* **Uyulacak talimatlar**: Aşağıdaki öğelerde "grassy" sözcüğünü içeren kaç satır bulunduğunu belirtin. Yalnızca sayıyı yazın.

* **Veri kümesi öğeleri**:
== == ==

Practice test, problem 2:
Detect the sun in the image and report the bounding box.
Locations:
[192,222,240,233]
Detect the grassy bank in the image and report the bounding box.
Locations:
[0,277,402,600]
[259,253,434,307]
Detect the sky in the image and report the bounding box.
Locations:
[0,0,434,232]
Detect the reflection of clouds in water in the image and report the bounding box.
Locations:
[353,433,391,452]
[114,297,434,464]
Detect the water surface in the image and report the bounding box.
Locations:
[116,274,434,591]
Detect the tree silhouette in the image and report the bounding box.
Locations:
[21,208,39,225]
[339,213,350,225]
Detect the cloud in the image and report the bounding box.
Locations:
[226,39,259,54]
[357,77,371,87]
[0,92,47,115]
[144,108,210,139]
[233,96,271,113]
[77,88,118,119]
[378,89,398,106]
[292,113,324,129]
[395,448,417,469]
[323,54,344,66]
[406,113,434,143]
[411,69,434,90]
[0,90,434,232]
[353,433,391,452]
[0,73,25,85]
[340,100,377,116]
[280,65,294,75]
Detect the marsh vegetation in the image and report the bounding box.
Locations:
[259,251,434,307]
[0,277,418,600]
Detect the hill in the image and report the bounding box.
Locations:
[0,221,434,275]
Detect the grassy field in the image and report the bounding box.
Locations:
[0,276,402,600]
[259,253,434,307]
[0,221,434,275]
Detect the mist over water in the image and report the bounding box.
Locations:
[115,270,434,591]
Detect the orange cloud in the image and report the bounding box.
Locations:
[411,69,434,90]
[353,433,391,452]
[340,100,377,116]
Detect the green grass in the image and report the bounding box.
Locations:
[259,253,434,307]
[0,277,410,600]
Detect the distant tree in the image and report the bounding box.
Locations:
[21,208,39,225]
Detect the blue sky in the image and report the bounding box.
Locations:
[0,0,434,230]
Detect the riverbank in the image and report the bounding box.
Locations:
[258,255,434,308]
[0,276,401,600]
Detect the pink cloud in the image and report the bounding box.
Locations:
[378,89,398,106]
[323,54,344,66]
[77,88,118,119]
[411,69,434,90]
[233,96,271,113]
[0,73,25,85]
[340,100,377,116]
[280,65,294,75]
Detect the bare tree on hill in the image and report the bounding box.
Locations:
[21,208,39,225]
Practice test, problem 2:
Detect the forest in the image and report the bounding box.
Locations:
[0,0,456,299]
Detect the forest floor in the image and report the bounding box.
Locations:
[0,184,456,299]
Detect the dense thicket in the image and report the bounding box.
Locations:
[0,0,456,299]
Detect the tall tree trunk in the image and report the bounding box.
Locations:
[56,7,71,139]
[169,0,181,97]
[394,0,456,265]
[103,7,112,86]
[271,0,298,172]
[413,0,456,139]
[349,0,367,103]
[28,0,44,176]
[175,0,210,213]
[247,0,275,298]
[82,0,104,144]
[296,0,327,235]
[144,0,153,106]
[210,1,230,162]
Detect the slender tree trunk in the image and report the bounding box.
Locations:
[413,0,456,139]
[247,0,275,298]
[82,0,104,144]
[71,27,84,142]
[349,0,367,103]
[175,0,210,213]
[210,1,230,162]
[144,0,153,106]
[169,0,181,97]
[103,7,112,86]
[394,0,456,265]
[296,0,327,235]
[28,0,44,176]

== == ==

* **Tamamlanan görev**: 2